---------- Provided material ----------
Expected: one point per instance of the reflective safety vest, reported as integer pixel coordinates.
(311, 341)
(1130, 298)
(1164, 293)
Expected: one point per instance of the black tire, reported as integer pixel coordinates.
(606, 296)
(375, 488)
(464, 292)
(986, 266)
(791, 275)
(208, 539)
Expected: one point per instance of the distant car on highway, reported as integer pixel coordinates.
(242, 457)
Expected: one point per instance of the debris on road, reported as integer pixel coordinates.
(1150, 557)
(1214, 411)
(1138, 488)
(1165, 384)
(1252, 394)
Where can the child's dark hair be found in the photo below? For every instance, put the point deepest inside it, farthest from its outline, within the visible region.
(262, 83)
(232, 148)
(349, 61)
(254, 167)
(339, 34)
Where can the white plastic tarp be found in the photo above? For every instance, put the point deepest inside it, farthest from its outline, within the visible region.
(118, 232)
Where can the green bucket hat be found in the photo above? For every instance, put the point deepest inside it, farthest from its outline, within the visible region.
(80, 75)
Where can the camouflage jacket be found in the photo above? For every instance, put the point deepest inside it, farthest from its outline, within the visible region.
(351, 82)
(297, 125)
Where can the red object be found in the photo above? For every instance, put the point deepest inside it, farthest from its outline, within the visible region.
----------
A word-for-word copy of the data is what should be returned.

Expected: one point per instance of the reflective safety vest, reported as integer pixel coordinates.
(311, 341)
(1130, 298)
(1164, 293)
Expected: one point per instance of the black tire, reported as integer pixel coordinates.
(606, 296)
(375, 488)
(464, 292)
(986, 266)
(791, 275)
(208, 539)
Expected: one point per instance of the distant car on highway, reported as integer pixel coordinates.
(242, 457)
Expected: one point per instance of the debris on road, reported as integer pixel coordinates.
(1150, 557)
(1214, 411)
(1138, 488)
(1165, 384)
(1252, 394)
Where can the child's dark hair be found in the photo below? For every instance, put the point deepest inside it, farthest from its outline, within the visible region.
(262, 83)
(232, 148)
(349, 61)
(254, 167)
(339, 34)
Where can the white plastic tarp be found in the photo above? For every instance, put the point deepest inside it, farthest from its outline, within the visible region.
(118, 232)
Where can the green bucket hat be found in the photo above? For every instance, put the point deepest inside it, farthest from its outline, within the visible region.
(80, 75)
Where can the camouflage jacket be found in the photo above? For every instance, put the point deepest inside it, farthest from its outline, within the visible region.
(351, 82)
(297, 125)
Where can the red object be found in the photo above? For every instance, put the point deepest inside it, farthest from its outline, within the visible region.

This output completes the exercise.